Stated problem
Please count how many lines of the material below contain the string "position", with case counting, and reply with that number only.

Data provided
····················

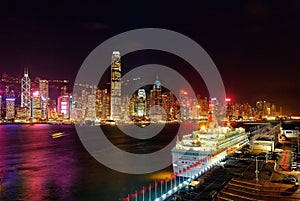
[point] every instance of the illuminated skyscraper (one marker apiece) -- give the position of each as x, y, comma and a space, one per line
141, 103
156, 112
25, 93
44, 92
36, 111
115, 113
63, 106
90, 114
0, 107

····················

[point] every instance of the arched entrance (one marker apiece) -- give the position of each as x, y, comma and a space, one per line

····················

Correct output
2